The Column of Lasting Insignificance: October 7, 2006
Personally speaking
THE RECENT ARRIVAL OF a $35 check from Xlibris reminded me that I’m very unlikely to recoup the investment I made in self-publishing my book Popes & Anti-Popes last year. A labor of love, it summarized in two or three hundred words the lives of all 263 popes, the result of extensive research into 50 sources about these seminal historical figures. It received no reviews so apart from extracts in the Ojai Orange this will be the only mention of it in print.
The project began because I was writing a book about Rome and I kept asking my friend questions about earlier popes that he couldn’t answer. So it became a minor obsession to document these not-always-saintly figures in an objective way by researching everything about them I could find, both good and bad. There is no personal comment therein, with every statement carefully attributed (viz. ODP= Oxford Dictionary of Popes). Here’s a sample entry:
16. St Callistus I b. Rome; elected 217., d. 222. He was forgiving of repentant sinners, which angered one faction of the church and engendered the bitter emnity of anti-pope Hippolytus, (described by ODP as “intransigent, ambitious, and a strict, old-fashioned rigorist”) whose prolific Greek writings particularly Philosopheumena accused Callistus of modalism or not truly recognizing the principle of the Trinity. Callistus, who favored reconciliation for “sinners”, claimed the “power of the keys” which had been granted to St Peter — and by implication to his successors — which allowed persons who had been expelled from the church to be reinstated after suitable penance (Ir).
Noting that this forgiveness extended to adulterers, Tertullian asked sarcastically: “Where shall we post up this generous concession — on the doors of brothels?” Uz quotes Hippolytus’ charge that Callistus found abortion acceptable. Callistus may have been beaten to death by a rioting mob when he tried to convert a tavern into a church (BS) or alternatively to collect some debts in a synagogue (StE). Said to have been thrown into a well atop which now stands in S. Maria in Travestere. LP notes that he introduced three fast days a year when Christians should abstain from corn, wine, and oil.
Incidentally, I cannot recommend Xlibris. They are painfully slow, exorbitantly penny-pinching (charging $2 for every proof correction, even commas) and somewhat unresponsive to deal with.

## Provided information
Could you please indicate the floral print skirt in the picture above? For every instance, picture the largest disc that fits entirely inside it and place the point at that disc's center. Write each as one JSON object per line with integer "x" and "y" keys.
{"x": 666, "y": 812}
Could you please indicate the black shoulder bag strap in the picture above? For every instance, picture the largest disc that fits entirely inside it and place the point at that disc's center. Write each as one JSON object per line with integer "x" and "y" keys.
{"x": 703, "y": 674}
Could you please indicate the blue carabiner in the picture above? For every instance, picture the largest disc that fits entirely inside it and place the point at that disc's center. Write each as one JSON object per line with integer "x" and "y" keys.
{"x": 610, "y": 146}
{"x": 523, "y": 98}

## What to work on
a: Return the part of the column about the book on popes that opens with the words containing "The Column of" and closes with "it in print.".
b: Write the next part of the column about the book on popes, continuing after its final sentence.

## Answers to the tasks
a:
The Column of Lasting Insignificance: October 7, 2006
Personally speaking
THE RECENT ARRIVAL OF a $35 check from Xlibris reminded me that I’m very unlikely to recoup the investment I made in self-publishing my book Popes & Anti-Popes last year. A labor of love, it summarized in two or three hundred words the lives of all 263 popes, the result of extensive research into 50 sources about these seminal historical figures. It received no reviews so apart from extracts in the Ojai Orange this will be the only mention of it in print.

b:
It has occurred to me more than once that if I had to make a living as a freelance writer I would have starved to death long ago. When it comes to salesmanship, I’m at the bottom of the list. I did have a commitment for many years from Insight Guides for whom I worked on a total of 25 books, being almost constantly on assignment. And before that, I had written many of the earliest $5-a-Day books and Traveling in Venezuela for the Venezuelan government.
But in addition to Popes & anti-Popes I have been sitting on three other unpublished books — my autobiography; a comprehensive tome (with Bob Perlongo) about marihuana (profusely illustrated and covering medical, psychological, sociological, religious, historical and other aspects of the subject); and the reissue of The Autobiography and Sex Life of Andy Warhol which sold out in 1971, today fetches $75 on Amazon and was about to be re-launched until the photographer — for unexplained reasons — refused to sign off on it.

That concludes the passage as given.